─── Source excerpt

The last time anything even vaguely Munsters-related was on TV was a made-for-TV movie from Hannibal’s Bryan Fuller, Mockingbird Lane, featuring massively reimagined versions of the classic characters that bore little resemblance to anything fans might recognize. Zombie’s version is far closer to the visuals of the series, even recreating the famous Munster’s house, famously located at 1313 Mockingbird Lane, in exacting detail.

The trailer—which reveals the story to be a prequel to the series—opens with Lily wanting to find herself a man and reveals that Grandpa’s efforts have been less-than-successful at getting her anything she’d want. At the same time a mad scientist is birthing what audiences will know as Herman Munster in all the arcing, sparking, lightning-bolt-infused glory a Frankenstein’s laboratory, “He’s alive!” scene needs. Lily and Herman then have a meet-cute and proceed to go on a series of dates in various wacky outfits nodding to the series and era the original show was set in.

Along the way, various werewolves, creatures from the Black Lagoon, vampires, Igors, and more all make wacky appearances. Grandpa is trying to undermine the budding romance between the two undead kids—sparking what would be the enduring disdain he feels toward Herman throughout the original series—while they grow closer than ever. The trailer ends with the family taking up residence at their classic home and visiting a neighbor who faints dead away at the sight of Herman’s hello: “Greetings from Transylvania!”

The Munsters is expected to release this year.

──────

*Required task A:* Select each line in the entries below that contains the word "bumper", matching its case exactly.

─── Raw records

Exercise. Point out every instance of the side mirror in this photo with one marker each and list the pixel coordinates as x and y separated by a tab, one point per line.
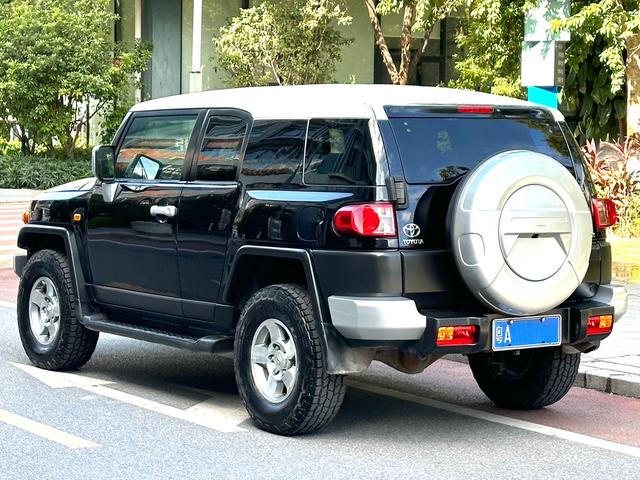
103	162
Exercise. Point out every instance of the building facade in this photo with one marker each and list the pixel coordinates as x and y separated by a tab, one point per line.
181	32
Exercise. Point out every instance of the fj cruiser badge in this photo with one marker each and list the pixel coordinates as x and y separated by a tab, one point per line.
412	230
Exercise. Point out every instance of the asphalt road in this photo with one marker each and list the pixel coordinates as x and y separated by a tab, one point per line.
168	414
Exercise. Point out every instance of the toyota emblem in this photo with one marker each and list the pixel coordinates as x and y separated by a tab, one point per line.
411	230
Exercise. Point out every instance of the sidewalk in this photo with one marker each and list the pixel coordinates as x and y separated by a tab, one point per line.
615	366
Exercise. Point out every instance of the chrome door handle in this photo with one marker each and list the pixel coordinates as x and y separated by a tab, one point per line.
168	211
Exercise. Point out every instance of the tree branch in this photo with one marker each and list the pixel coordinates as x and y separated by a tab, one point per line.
380	41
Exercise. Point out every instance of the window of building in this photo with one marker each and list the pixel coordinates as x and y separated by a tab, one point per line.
339	152
275	153
154	147
219	156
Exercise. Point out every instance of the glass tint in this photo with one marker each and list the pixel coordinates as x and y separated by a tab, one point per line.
220	153
339	152
442	149
154	147
275	152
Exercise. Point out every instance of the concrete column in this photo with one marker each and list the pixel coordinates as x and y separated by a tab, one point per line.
195	79
137	34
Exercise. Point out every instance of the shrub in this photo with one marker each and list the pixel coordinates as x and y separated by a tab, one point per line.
39	173
609	165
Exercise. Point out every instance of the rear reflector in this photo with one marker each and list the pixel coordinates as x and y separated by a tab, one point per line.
599	324
604	212
459	335
475	109
366	220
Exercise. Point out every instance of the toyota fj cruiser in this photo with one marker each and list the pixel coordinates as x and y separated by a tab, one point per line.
311	230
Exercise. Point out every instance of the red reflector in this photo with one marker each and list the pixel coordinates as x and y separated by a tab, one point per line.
459	335
475	109
599	324
604	212
366	220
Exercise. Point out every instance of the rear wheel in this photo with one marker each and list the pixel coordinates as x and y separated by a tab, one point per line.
279	363
525	379
48	321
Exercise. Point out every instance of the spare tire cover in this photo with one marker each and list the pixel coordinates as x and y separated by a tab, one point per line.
521	232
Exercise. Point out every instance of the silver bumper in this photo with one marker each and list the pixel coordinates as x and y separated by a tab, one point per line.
377	318
614	295
397	318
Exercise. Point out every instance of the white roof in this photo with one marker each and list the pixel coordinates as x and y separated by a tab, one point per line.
327	101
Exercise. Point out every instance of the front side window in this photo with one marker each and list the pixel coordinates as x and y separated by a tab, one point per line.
275	153
154	147
339	152
220	153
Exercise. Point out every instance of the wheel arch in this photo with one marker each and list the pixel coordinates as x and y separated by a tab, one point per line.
339	357
34	238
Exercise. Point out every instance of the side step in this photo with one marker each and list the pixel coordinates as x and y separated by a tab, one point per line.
208	344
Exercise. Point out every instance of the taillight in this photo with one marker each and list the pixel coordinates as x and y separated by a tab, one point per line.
599	324
458	335
604	212
366	220
475	109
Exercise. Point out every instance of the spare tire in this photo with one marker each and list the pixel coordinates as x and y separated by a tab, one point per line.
521	232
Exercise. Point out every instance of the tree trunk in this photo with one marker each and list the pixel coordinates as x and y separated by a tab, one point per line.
405	44
633	85
381	42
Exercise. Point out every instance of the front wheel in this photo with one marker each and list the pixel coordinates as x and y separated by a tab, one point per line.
525	379
279	363
48	320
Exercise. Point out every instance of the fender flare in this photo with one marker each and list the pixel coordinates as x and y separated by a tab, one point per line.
25	239
340	358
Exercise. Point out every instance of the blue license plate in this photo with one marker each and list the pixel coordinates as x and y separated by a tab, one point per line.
517	333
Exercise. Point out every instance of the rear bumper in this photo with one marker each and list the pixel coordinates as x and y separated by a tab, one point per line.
386	321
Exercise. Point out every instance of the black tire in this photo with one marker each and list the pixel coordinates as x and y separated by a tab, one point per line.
316	396
74	344
525	380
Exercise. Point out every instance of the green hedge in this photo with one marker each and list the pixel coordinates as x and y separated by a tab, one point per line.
40	173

──────

*Required task B:* Condense the paragraph of the Munsters passage that begins "The trailer—which reveals the story" into a short bulleted list that keeps its main facts.

*Answer A:*
Exercise. Point out every instance of the silver bumper in this photo with one marker each and list the pixel coordinates as x and y separated by a tab, one point per line.
Exercise. Point out every instance of the rear bumper in this photo with one marker each and list the pixel coordinates as x and y separated by a tab, one point per line.

*Answer B:*
- The trailer shows that the story is a prequel to the series.
- It opens with Lily wanting to find a man. Grandpa's efforts to get her anything she'd want have been less than successful.
- Meanwhile, a mad scientist brings to life the figure audiences will know as Herman Munster. The scene is an arcing, sparking, lightning-filled Frankenstein laboratory moment with "He's alive!"
- Lily and Herman have a meet-cute and go on a series of dates in wacky outfits that nod to the series and its era.